[Opening Data to examine section]

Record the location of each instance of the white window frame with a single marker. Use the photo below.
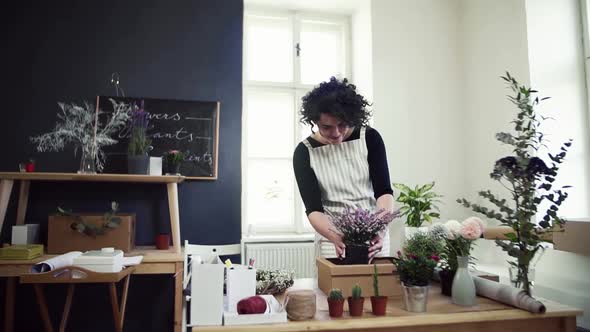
(298, 89)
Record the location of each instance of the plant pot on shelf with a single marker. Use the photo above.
(446, 281)
(138, 164)
(336, 307)
(356, 254)
(415, 297)
(355, 306)
(379, 305)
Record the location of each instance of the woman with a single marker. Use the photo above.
(343, 164)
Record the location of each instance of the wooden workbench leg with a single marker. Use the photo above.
(124, 298)
(178, 296)
(115, 307)
(67, 306)
(43, 307)
(174, 215)
(23, 201)
(5, 190)
(9, 304)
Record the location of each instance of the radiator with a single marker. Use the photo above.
(298, 256)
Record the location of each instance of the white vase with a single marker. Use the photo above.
(463, 292)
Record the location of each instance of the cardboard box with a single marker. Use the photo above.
(331, 275)
(61, 238)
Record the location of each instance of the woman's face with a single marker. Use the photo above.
(332, 129)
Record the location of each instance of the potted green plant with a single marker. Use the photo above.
(378, 302)
(356, 302)
(80, 127)
(335, 302)
(416, 268)
(418, 205)
(138, 160)
(358, 227)
(173, 160)
(530, 183)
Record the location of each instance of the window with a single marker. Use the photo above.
(285, 55)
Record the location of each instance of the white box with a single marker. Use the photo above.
(241, 283)
(155, 166)
(206, 293)
(25, 234)
(274, 314)
(104, 260)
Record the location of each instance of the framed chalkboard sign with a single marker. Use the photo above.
(188, 126)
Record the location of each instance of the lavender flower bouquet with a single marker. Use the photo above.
(358, 227)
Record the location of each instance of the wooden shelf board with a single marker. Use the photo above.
(43, 176)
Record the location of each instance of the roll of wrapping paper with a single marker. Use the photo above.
(300, 304)
(499, 233)
(507, 295)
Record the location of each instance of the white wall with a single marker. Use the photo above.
(556, 58)
(416, 75)
(439, 101)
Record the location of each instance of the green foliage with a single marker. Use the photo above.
(110, 221)
(528, 180)
(336, 294)
(421, 254)
(78, 125)
(356, 291)
(424, 245)
(375, 280)
(418, 204)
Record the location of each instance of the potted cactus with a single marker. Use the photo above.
(335, 302)
(356, 301)
(378, 303)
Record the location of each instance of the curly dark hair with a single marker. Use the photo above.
(336, 98)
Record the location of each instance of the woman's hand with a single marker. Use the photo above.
(339, 246)
(376, 246)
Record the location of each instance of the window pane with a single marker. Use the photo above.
(270, 193)
(269, 49)
(322, 51)
(270, 126)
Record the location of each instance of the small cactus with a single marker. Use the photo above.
(375, 281)
(335, 294)
(356, 291)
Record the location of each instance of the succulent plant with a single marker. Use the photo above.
(356, 291)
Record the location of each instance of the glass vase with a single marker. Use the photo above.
(88, 161)
(463, 291)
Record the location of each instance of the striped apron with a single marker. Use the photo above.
(342, 171)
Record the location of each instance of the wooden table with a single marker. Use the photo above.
(73, 275)
(441, 316)
(154, 262)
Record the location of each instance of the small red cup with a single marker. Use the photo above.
(162, 241)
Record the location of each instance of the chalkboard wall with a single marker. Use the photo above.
(66, 51)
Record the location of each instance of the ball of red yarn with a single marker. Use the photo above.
(252, 305)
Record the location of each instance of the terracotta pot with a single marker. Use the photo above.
(355, 306)
(379, 304)
(446, 281)
(356, 254)
(336, 307)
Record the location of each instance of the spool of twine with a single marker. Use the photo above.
(300, 304)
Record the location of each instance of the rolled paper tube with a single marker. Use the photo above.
(301, 304)
(499, 233)
(507, 295)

[Closing Data to examine section]

Try it >> Images must not appear; print each record precisely as it reads.

Written reply >>
Record the location of each instance of the white window frame with a single marker. Use the photo below.
(298, 89)
Record the location of each instance of the plant pot on shelf with a single marker. Use the photo above.
(446, 281)
(138, 164)
(336, 307)
(356, 254)
(415, 297)
(355, 306)
(379, 305)
Record the location of each instance of the woman with a single marker. Use the photo above.
(343, 164)
Record the location of each instance of the wooden workbench leg with a single marker. Use the photo above.
(124, 298)
(178, 296)
(115, 307)
(67, 306)
(43, 307)
(174, 215)
(23, 201)
(5, 190)
(9, 304)
Record the location of each instance of the radiator with a single marker. Use the photo above.
(298, 256)
Record the location of each instance of the white vase with a single marker. Use the photo above.
(463, 292)
Record the location of each instance of the cardboard box with a single marker. Use the photo above.
(331, 275)
(61, 238)
Record the location of each instance of the woman's face with a single marker. Use the photo above.
(332, 129)
Record the location of each instance of the potted green plant with a single marker. Use the photo above.
(378, 302)
(356, 302)
(80, 127)
(335, 302)
(416, 268)
(418, 205)
(138, 160)
(358, 227)
(173, 160)
(530, 183)
Record the location of each instance of the window with a single marker. Use the photo above.
(285, 55)
Record the location of each instance of the white box with a single marker. Use the photo above.
(241, 283)
(155, 166)
(206, 293)
(25, 234)
(274, 314)
(104, 260)
Record the location of each instance of the framed chalkboard sign with a single marker. Use the photo above.
(188, 126)
Record the location of each instance of the lavender flower bouquet with a single marker. Use the photo above.
(358, 227)
Record the location of each instance of the wooden shelf board with a single marker. Use the photo above.
(43, 176)
Record the location of each instance of the roll of wrapping paper with a single marker. Use the photo above.
(300, 304)
(499, 233)
(507, 295)
Record the location of each instance of the white wall with a single marker. Use the photo above.
(556, 58)
(416, 75)
(439, 101)
Record the location of each instance of the green foliage with a single marker. Use the photo above.
(110, 221)
(528, 180)
(336, 294)
(421, 254)
(78, 125)
(356, 291)
(424, 245)
(375, 280)
(418, 204)
Record the location of each instance of the potted cactus with a single marker. Use the photo above.
(335, 302)
(356, 301)
(378, 303)
Record the location of each instance of the curly dark hair with a single marker. Use the photo above.
(336, 98)
Record the location of each instance of the woman's hand with a single marker. Use the photo above.
(339, 246)
(376, 246)
Record the location of each instance of the window pane with a single marker. Use the photo above.
(270, 193)
(269, 49)
(322, 51)
(270, 126)
Record the location of each instance of the small cactus with a single marker. Use the photo above.
(375, 281)
(335, 294)
(356, 291)
Record the location of each instance of the succulent plant with a single marker. Use the photo above.
(356, 291)
Record the location of each instance of the glass vase with a single marker. Use the photo above.
(88, 161)
(463, 291)
Record the location of each instance of the striped apron with a single marker. Use the photo above.
(342, 171)
Record the location of each instance of the wooden table with a single marker. Use the photo above.
(73, 275)
(441, 316)
(154, 262)
Record the location of each instance of the small red cup with a single marker. Use the photo above.
(162, 241)
Record the location of each instance of the chalkboard wall with a single marker. Use the photo above.
(66, 51)
Record the location of each instance of the ball of red yarn with a single marker. Use the photo above.
(252, 305)
Record the location of each instance of the terracotta pot with a single marker. Use the photo above.
(355, 306)
(379, 304)
(446, 281)
(356, 254)
(336, 307)
Record the location of each instance of the spool of twine with a single marker. Use the photo above.
(300, 304)
Record the location of each instance of the rolled paper tube with a single marker. Use the photo above.
(301, 304)
(499, 233)
(507, 295)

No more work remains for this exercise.